EXTRACT PROVIDED:
※

|About this Abstract
||2021 TMS Annual Meeting & Exhibition
||High Temperature Electrochemistry IV
||Fundamental Challenges for the Development of Electrolytic Reduction of Uranium Oxide in Molten LiCl-Li2O
||Jarom L. Chamberlain, Adam Burak, Mario Gonzalez, Michael F. Simpson
|On-Site Speaker (Planned)
||Jarom L. Chamberlain
Electrolytic uranium oxide reduction has the potential to be a process for recycling spent fuel from commercial light water reactors to advanced nuclear reactors—including molten salt reactors and metal fueled reactors. However, several problems with the process have been identified that need to be addressed to support efficient, cost-effective commercial implementation. Process optimization requires attention to corrosion, anode stability, cell efficiency, and cathode product purity. Generation of oxygen bubbles at the anode combined with high temperature (650oC) and molten chloride salt (LiCl + 1 wt% Li2O) create an oxidizing environment for metals needed for salt containment and shrouding the anode. Methods for removing water and hydroxides from the salt will be reported that improve cell efficiency. Uranium oxide can be reduced chemically by reaction with electrochemically generated lithium atoms or electrolytically with direct reduction of UO2. The reduction mechanism also affects the buildup of entrained lithium oxide.

※

Stored data entries
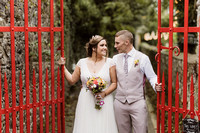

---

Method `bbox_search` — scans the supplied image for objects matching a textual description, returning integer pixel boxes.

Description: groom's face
[114,36,127,53]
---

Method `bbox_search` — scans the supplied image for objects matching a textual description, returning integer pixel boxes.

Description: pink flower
[99,101,104,106]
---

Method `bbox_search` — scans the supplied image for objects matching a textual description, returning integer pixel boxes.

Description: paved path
[65,93,156,133]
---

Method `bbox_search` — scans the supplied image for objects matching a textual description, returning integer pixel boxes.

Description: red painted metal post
[168,0,174,133]
[19,71,24,133]
[50,0,55,133]
[4,73,9,133]
[183,0,189,118]
[60,0,65,133]
[24,0,30,133]
[175,72,179,133]
[38,0,43,133]
[32,69,37,133]
[46,69,49,133]
[156,0,161,133]
[57,67,61,133]
[0,63,2,132]
[161,72,165,133]
[190,75,195,119]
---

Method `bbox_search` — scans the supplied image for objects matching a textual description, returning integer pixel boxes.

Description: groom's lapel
[118,54,124,68]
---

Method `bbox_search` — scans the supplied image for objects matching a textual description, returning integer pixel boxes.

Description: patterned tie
[124,54,128,74]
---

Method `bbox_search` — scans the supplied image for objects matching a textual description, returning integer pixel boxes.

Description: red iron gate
[156,0,200,133]
[0,0,65,133]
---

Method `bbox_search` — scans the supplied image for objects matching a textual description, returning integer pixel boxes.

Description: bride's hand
[96,91,106,100]
[58,57,65,65]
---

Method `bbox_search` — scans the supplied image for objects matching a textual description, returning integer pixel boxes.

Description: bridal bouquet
[87,77,106,110]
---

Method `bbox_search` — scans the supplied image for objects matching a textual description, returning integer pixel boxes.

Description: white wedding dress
[73,58,118,133]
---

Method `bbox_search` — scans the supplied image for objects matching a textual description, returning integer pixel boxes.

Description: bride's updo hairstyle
[85,35,104,57]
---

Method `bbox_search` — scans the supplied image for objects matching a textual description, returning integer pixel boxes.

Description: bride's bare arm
[58,57,80,85]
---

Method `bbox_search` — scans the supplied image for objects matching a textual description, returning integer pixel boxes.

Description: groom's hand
[58,57,65,65]
[155,83,162,92]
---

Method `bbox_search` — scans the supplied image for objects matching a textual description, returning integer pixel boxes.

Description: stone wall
[140,43,198,111]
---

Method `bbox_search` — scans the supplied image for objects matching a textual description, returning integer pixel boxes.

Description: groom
[113,30,161,133]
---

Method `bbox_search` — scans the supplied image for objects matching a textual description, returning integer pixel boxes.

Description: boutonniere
[134,59,139,67]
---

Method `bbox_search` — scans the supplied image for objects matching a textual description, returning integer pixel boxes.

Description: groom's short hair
[115,30,134,44]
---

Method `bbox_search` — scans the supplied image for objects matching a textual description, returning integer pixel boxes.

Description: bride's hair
[85,35,104,57]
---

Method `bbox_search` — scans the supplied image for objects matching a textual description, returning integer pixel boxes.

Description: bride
[58,35,118,133]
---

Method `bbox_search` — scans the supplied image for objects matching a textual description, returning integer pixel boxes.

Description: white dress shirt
[113,47,157,92]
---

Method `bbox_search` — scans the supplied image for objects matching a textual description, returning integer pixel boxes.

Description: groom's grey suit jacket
[115,50,144,104]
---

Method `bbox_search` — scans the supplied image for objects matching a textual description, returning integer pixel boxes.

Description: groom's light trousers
[114,99,147,133]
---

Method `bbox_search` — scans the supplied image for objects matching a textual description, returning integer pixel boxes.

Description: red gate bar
[183,0,189,118]
[32,69,37,133]
[19,71,24,133]
[197,14,200,120]
[0,0,65,133]
[38,0,43,133]
[190,75,195,119]
[45,69,49,133]
[0,26,62,32]
[50,0,55,133]
[57,67,61,133]
[4,73,9,133]
[156,0,200,133]
[159,72,165,133]
[60,0,65,133]
[175,73,179,133]
[168,0,173,133]
[24,0,30,133]
[10,0,16,133]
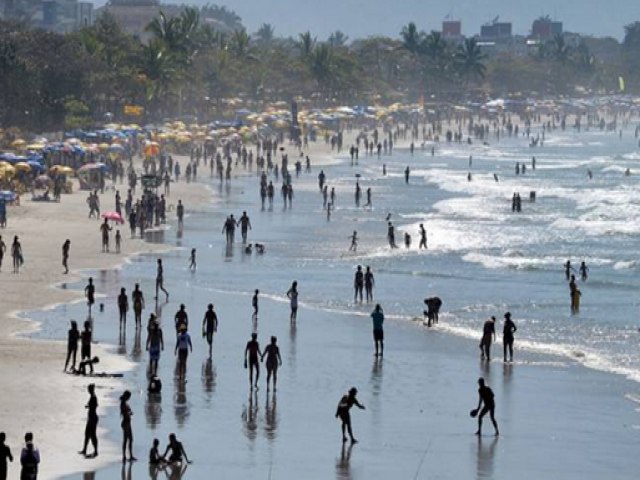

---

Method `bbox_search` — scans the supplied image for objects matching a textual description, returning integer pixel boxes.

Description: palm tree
[256,23,275,45]
[455,38,487,82]
[400,22,424,55]
[296,30,316,60]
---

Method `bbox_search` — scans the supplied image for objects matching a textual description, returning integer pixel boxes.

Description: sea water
[26,124,640,478]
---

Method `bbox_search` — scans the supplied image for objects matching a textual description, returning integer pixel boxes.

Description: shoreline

※

ABOUT THIS EXERCISE: According to the abstract on uranium oxide reduction, which four areas require attention for process optimization? This material has no connection to the abstract.

RESPONSE: Process optimization requires attention to corrosion, anode stability, cell efficiency, and cathode product purity.